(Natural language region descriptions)
+ + +

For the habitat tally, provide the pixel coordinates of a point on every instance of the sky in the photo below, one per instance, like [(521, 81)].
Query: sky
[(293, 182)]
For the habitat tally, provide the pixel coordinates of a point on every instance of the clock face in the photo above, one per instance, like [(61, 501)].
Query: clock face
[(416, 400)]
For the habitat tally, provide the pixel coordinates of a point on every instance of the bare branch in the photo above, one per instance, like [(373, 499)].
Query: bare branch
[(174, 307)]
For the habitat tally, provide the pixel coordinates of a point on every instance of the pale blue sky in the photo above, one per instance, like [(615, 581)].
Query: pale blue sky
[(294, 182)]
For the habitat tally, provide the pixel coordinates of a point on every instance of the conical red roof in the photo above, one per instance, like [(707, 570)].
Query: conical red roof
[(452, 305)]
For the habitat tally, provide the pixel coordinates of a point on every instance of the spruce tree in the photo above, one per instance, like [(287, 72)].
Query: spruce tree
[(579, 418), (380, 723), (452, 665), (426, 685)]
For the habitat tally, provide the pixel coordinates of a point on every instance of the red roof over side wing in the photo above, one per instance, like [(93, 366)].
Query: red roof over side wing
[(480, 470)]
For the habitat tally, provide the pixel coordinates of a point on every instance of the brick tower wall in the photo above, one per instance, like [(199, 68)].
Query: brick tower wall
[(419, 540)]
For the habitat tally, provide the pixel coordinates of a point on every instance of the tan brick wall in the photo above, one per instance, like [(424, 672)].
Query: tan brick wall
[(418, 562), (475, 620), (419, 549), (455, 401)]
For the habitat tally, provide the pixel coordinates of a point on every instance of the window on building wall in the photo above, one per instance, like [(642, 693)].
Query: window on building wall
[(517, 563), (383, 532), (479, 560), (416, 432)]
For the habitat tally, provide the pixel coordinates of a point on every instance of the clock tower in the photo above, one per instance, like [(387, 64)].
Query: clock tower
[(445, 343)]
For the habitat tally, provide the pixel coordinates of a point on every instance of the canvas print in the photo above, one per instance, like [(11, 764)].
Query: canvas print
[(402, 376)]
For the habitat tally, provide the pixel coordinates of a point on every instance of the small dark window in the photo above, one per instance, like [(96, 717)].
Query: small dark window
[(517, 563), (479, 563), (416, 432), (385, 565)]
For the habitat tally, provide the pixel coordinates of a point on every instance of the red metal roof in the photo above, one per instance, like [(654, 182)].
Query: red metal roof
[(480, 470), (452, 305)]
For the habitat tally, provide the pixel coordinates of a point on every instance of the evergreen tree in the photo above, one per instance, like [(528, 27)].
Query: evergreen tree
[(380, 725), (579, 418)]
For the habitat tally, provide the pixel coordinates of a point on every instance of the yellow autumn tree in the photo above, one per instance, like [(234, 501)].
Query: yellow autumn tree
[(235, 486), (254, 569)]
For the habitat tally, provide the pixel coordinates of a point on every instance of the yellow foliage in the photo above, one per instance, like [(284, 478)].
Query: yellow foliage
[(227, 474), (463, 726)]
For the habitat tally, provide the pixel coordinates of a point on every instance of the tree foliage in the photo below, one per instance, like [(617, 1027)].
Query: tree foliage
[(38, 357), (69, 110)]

+ + +

_Task requirements_.
All the entries should be written out again precisely.

_Completed task_.
For the habitat tally, provide the pixel coordinates of a point on every instance of the sky in the photo below, one per instance, like [(521, 81)].
Query: sky
[(293, 182)]
For the habitat tally, provide the pixel coordinates of a point on every instance of the clock face in the photo above, one per instance, like [(61, 501)].
Query: clock face
[(416, 400)]
For the habitat tally, provide the pixel coordinates of a point on every instance of the bare branch in the photo above, one per instance, like [(373, 499)].
Query: bare branch
[(174, 307)]
For the habitat tally, provide the pixel coordinates of a point on every instance of the pale blue sky in the photo above, one per instance, like [(615, 581)].
Query: pale blue sky
[(294, 182)]
For the habitat tally, provide the pixel coordinates of a point on every instance of the conical red roof in the photo above, one per instance, like [(707, 570)].
Query: conical red roof
[(452, 305)]
For the habitat tally, provide the pixel coordinates of a point on every instance of the spruce tree in the photo above, one per instance, like [(287, 72)].
Query: spruce tree
[(579, 418), (380, 723), (452, 665), (426, 685)]
For the habitat tally, provide the pixel coordinates of a point on every instance of the red roof over side wing in the photo above, one per instance, like [(93, 366)].
Query: red roof over side wing
[(480, 470)]
For the habitat tally, provide the pixel coordinates of a point on every instance of the brick tower wall in the photo above, one per instance, like [(199, 68)].
Query: brick tower wall
[(419, 540)]
For the habitat tally, provide the pixel coordinates of a point on every instance of the tan brick wall in the photo above, one per instance, like [(424, 672)].
Query: tan brick wall
[(418, 562), (475, 620), (419, 549), (455, 401)]
For the habitat tally, provide the pixel coordinates of a point on every instance of the window on building wall in the photo above, one per instance, like [(642, 693)].
Query: window on building wall
[(517, 563), (383, 532), (479, 560), (416, 432)]
For the habitat tally, provide the pixel coordinates of a point on every instance of the clock tower in the photo above, one per instance, like [(387, 64)].
Query: clock tower
[(445, 343)]
For the habitat tally, provide the pixel coordinates of a point on every instance of the canvas print in the photo above, one per instance, like [(11, 764)].
Query: canvas print
[(402, 376)]
For the habitat tally, provide the pixel coordinates of a point on every instance of the small dark window in the photo above, one per instance, like [(96, 717)].
Query: small dark window
[(517, 563), (479, 563), (416, 432), (385, 565)]
For the habitat tally, provide the pixel coordinates of a point on every instance of the red metal roof in the photo above, one per instance, like [(654, 182)].
Query: red metal roof
[(480, 470), (452, 305)]
For the habitat tally, provide the pixel coordinates of a point on every instance of the evergreen tree in the photo above, one per instance, like [(528, 27)].
Query: evergreen tree
[(380, 725), (579, 418)]
For the habitat tally, provide the pixel coordinates of a point on every instance of the yellow autumn tree in the photo above, one per instance, like [(234, 501)].
Query: yellow autumn tree
[(235, 486), (254, 569)]
For the habitat tally, provide the pixel coordinates of a point on every instance of the yellow foliage in the photo above, one per instance, like [(284, 478)].
Query: yellow foliage
[(227, 474), (463, 726)]
For the habitat tally, provide the pixel coordinates of a point on every instance of the tree foliage in the photo below, one per instance, like [(617, 1027)].
Query: tree foliage
[(38, 357), (69, 110)]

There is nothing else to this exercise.